* _Records to use_
■ ■ ■ ■ ■ ■ ■
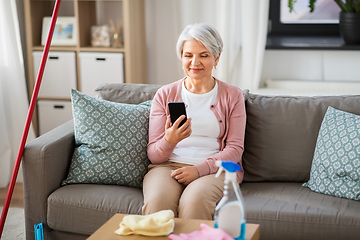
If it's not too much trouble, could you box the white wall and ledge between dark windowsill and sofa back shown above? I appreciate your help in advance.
[257,50,360,96]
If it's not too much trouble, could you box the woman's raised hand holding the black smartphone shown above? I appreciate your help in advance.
[165,115,191,144]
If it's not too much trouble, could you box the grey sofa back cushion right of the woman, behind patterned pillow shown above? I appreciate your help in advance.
[243,94,360,182]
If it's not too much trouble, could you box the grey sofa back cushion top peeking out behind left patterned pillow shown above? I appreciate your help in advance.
[95,83,162,104]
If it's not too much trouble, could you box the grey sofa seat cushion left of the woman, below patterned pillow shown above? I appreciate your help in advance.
[47,184,144,235]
■ ■ ■ ■ ■ ■ ■
Leaving the pictures out, reproduce the entries above exactly.

* _Written reply_
If it's not too much trouble, could you box the white wall and ledge between dark windowsill and sofa back shown above? I appreciate your help in advance.
[257,50,360,96]
If it's not too much trouble, could you box the woman's raised hand holding the black smartphone shown above? I appreciate your help in advance.
[165,115,191,144]
If it's not too much trouble, could you box the grey sofa back cushion right of the woman, behind patterned pillow shown above? I appreciate your help in advance.
[243,94,360,182]
If it's not too much trouble, could you box the grey sofa back cushion top peeking out behind left patterned pillow shown above? I appreciate your help in advance.
[95,83,162,104]
If it's not too much trouble, could you box the grey sofa seat cushion left of the woman, below patterned pillow shown above? I appreciate your help in advance.
[47,184,144,235]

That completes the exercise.